## Exercise goal
From the data below, please reproduce exactly everything from the line that contains "Where can the shallow" down to the line that contains "Where can the distant", with both ends included.

## Data extracts
=== Begin Enclosure ===

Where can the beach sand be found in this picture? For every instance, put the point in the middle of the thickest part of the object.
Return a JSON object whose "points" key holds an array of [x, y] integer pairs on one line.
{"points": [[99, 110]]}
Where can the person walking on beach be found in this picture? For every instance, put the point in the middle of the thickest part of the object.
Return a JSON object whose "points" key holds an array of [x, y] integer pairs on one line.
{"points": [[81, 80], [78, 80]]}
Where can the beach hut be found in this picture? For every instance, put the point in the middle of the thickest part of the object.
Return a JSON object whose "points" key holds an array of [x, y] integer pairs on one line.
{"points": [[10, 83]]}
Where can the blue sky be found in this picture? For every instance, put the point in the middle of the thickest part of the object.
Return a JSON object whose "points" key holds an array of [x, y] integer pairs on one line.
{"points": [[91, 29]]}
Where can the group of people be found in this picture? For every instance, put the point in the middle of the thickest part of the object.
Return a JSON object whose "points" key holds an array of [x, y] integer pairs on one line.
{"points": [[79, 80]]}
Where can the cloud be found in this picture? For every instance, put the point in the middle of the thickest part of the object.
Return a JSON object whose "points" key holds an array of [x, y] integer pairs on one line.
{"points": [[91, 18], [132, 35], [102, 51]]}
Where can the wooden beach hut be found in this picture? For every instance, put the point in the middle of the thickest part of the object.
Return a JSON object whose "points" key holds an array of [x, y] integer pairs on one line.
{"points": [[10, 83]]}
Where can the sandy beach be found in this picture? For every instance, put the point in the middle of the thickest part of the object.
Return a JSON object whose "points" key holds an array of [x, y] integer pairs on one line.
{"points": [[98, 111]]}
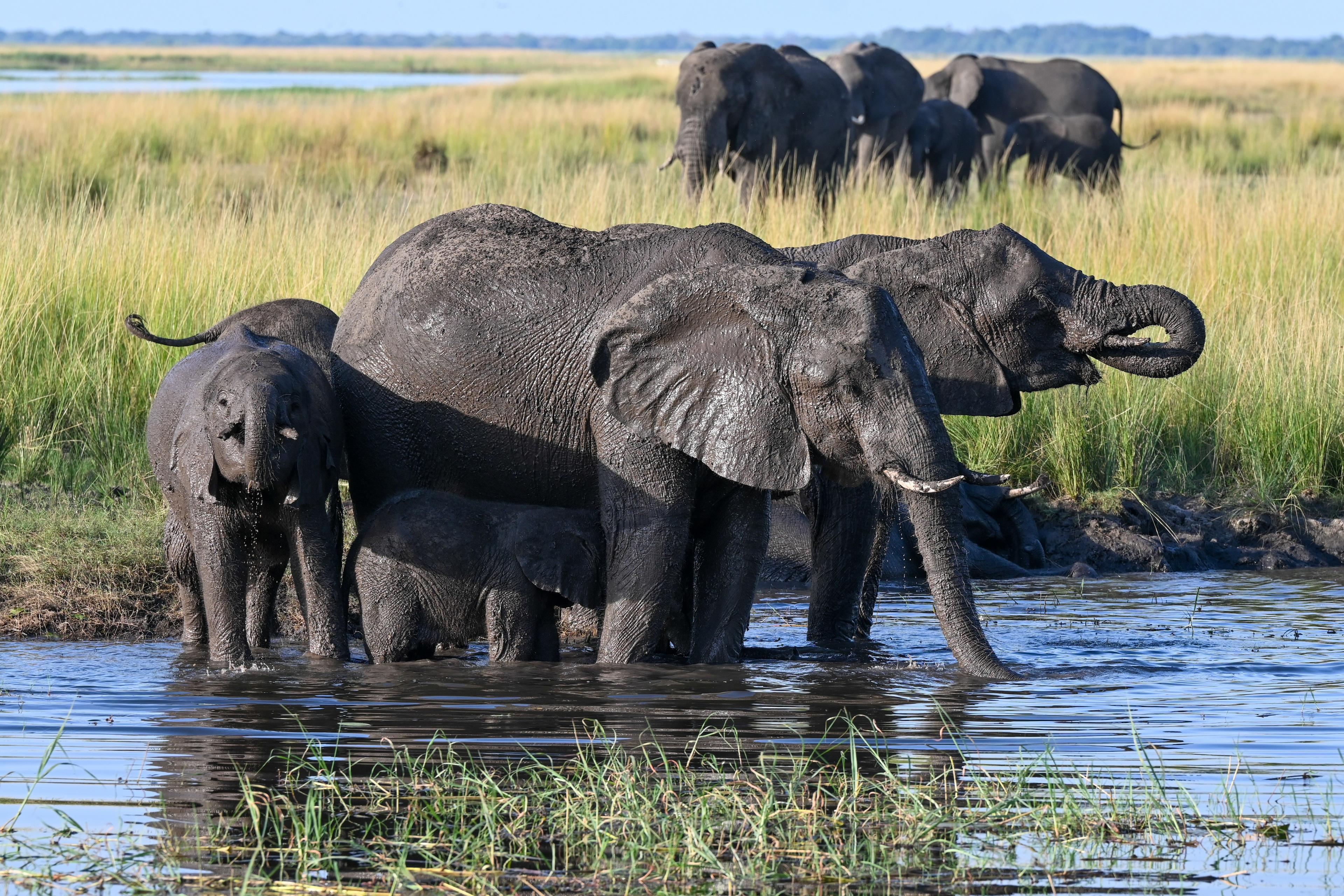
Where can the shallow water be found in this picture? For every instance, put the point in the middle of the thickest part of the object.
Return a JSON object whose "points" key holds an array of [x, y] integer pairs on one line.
{"points": [[1248, 679], [113, 81]]}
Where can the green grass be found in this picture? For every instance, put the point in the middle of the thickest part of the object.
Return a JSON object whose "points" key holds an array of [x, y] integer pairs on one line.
{"points": [[189, 207]]}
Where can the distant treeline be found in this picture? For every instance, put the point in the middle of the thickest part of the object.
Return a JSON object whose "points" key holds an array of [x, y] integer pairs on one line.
{"points": [[1074, 40]]}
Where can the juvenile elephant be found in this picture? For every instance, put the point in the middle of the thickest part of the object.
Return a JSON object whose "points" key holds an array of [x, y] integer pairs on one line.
{"points": [[432, 567], [753, 112], [1080, 147], [944, 143], [994, 316], [1000, 92], [670, 379], [885, 92], [245, 439]]}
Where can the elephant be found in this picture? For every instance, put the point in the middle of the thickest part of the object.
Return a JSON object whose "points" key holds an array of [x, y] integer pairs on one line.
{"points": [[245, 437], [1080, 147], [885, 92], [671, 379], [1000, 92], [755, 113], [992, 316], [432, 567], [944, 143]]}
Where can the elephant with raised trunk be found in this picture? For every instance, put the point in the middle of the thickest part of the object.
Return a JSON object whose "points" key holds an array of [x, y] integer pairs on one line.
{"points": [[245, 439], [670, 379], [885, 92], [1000, 92], [994, 316], [753, 112]]}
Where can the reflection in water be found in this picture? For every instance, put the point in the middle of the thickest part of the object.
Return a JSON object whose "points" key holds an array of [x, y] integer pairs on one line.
{"points": [[1252, 672]]}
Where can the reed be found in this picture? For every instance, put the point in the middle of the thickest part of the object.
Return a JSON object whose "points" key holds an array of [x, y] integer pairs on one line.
{"points": [[187, 207]]}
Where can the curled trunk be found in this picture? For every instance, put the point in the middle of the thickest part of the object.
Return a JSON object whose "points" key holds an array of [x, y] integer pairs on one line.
{"points": [[1113, 314], [261, 439]]}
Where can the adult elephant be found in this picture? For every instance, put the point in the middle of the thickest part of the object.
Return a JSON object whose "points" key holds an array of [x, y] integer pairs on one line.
{"points": [[1000, 92], [885, 93], [755, 112], [994, 316], [671, 379]]}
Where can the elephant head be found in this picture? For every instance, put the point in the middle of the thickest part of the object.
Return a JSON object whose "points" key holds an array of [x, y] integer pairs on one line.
{"points": [[733, 103], [995, 316], [268, 422], [959, 81], [885, 91], [763, 371]]}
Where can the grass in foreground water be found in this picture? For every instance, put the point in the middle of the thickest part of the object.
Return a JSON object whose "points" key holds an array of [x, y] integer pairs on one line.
{"points": [[189, 207], [717, 816]]}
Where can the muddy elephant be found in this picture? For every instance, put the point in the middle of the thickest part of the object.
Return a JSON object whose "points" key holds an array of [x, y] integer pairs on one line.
{"points": [[245, 439], [943, 144], [432, 569], [1000, 92], [670, 379], [994, 316], [755, 113], [1078, 147], [885, 92]]}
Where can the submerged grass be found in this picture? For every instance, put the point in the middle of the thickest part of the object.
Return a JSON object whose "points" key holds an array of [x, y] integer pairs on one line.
{"points": [[715, 816], [189, 207]]}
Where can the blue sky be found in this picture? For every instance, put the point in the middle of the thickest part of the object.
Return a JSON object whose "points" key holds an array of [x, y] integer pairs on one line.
{"points": [[1241, 18]]}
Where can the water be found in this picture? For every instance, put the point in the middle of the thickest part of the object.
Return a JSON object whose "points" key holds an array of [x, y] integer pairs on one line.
{"points": [[108, 81], [1251, 678]]}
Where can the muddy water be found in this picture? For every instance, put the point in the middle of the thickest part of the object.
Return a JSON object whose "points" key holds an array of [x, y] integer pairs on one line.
{"points": [[1205, 672]]}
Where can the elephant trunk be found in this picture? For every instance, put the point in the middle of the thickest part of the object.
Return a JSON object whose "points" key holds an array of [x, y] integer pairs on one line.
{"points": [[1112, 314], [261, 439]]}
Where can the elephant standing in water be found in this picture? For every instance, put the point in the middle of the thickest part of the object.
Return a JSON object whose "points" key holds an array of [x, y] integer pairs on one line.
{"points": [[1000, 92], [994, 316], [670, 379], [885, 92], [753, 112]]}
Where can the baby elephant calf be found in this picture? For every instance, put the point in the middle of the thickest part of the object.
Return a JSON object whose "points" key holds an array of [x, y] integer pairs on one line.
{"points": [[245, 439], [432, 567]]}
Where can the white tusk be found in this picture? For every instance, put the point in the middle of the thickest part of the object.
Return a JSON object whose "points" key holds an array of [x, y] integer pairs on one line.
{"points": [[921, 485], [1042, 481]]}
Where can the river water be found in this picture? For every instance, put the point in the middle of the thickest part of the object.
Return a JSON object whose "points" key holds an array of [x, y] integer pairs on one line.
{"points": [[1209, 673], [113, 81]]}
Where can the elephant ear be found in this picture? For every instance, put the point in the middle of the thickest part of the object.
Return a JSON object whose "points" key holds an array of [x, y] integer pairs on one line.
{"points": [[686, 365], [772, 88], [560, 551], [925, 281], [967, 80]]}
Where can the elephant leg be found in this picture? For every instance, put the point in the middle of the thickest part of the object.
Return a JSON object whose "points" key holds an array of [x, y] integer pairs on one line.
{"points": [[267, 567], [734, 534], [315, 547], [222, 570], [845, 524], [182, 567], [888, 524]]}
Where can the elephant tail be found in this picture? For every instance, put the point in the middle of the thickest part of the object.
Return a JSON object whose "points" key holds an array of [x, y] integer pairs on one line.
{"points": [[1147, 143], [136, 324]]}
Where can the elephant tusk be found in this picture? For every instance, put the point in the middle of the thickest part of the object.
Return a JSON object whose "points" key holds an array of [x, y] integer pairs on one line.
{"points": [[923, 487], [1124, 342], [1042, 481], [984, 479]]}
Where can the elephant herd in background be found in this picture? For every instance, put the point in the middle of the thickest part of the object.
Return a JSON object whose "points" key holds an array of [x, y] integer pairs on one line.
{"points": [[753, 113], [533, 415]]}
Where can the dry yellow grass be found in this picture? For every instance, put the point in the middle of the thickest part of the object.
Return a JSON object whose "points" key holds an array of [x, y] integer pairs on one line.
{"points": [[186, 207]]}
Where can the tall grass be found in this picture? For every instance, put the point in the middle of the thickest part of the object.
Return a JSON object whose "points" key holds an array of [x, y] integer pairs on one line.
{"points": [[187, 207]]}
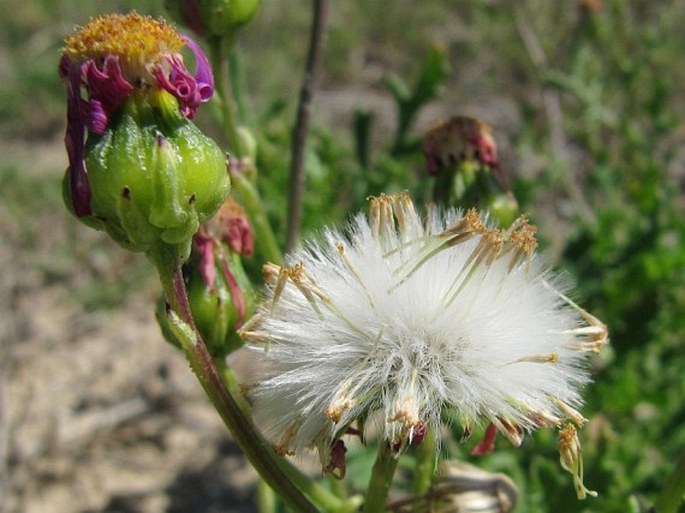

=== End Enclosure ===

## Your response
Where can the shallow water be found in this picture? For every instance, put the point in the middle of the thickest part of the object.
Return a JSON object whose "points" key holds an array of [x, y] integer pairs on one line.
{"points": [[1248, 679], [113, 81]]}
Where can the green grass be found in this picture? For every instance, put the point in the middle of the thickest part of the object.
Return a JSON object whose "points" key holds an array of [x, y] integer pairs on one line.
{"points": [[189, 207]]}
Where can the distant treeline be found in this picture? For every instance, put the point in the middle of the thickest part of the object.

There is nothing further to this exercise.